→ Requirement:
Give every entry again, unchanged, and leave its images out.

→ Extracted information:
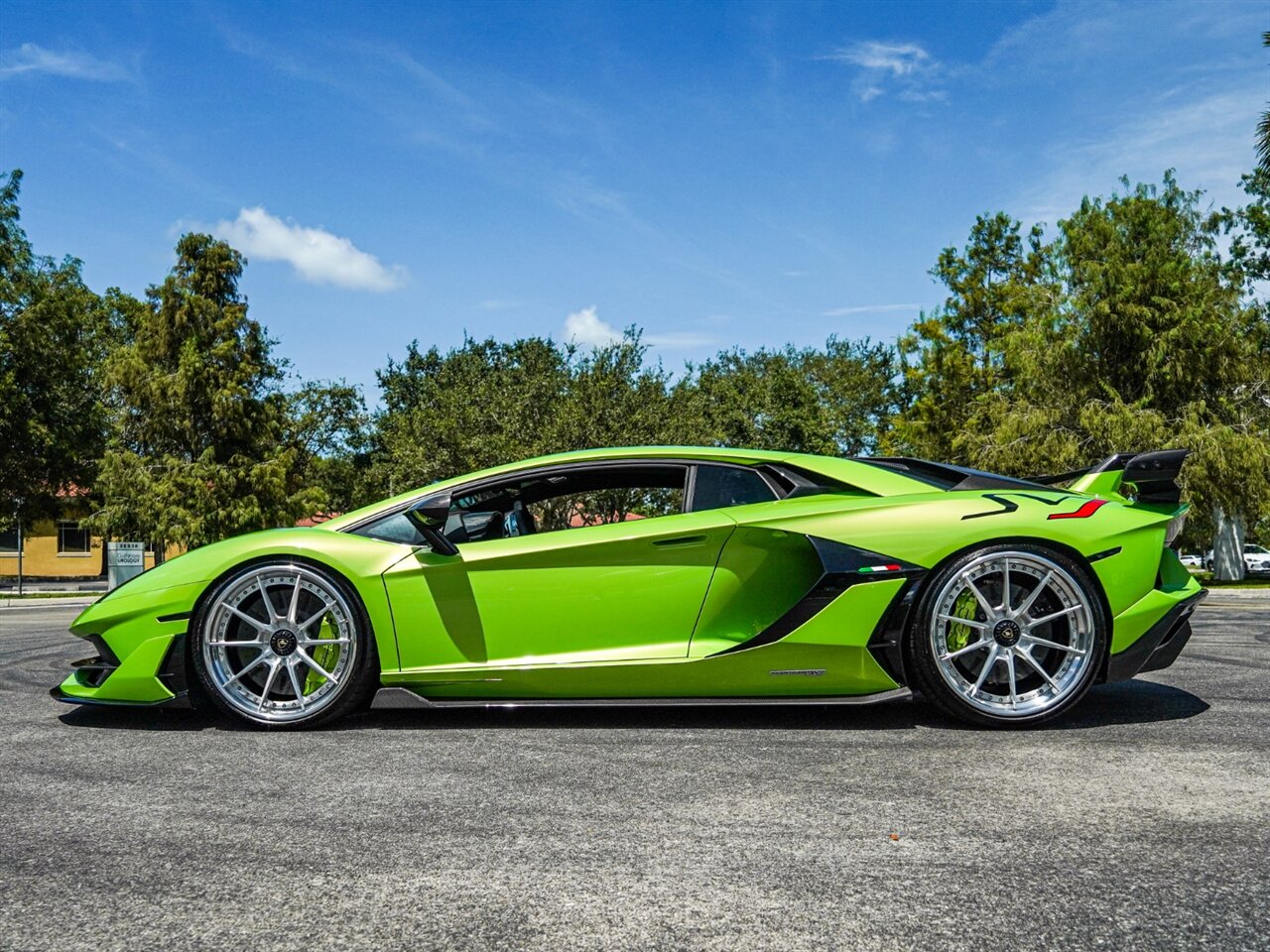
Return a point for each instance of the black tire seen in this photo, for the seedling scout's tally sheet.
(1078, 654)
(357, 680)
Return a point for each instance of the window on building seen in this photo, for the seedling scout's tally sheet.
(9, 540)
(71, 538)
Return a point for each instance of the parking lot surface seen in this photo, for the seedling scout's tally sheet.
(1141, 821)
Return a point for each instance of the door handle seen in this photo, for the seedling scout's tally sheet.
(680, 539)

→ Exercise answer:
Return a point for each instance of the black tire seen in this photo, for the seedling scout's tally sheet.
(1078, 654)
(357, 680)
Return a point for each instance of the window on building seen in this photo, for the seedling scout's tally sheet.
(9, 540)
(71, 538)
Return a point for each instance of the parking lot surface seen in this photo, for the seedling scout's tally sheet.
(1141, 821)
Return a point for each instance of the door handle seen in this photo, for the seedling scout's tally sheet.
(680, 539)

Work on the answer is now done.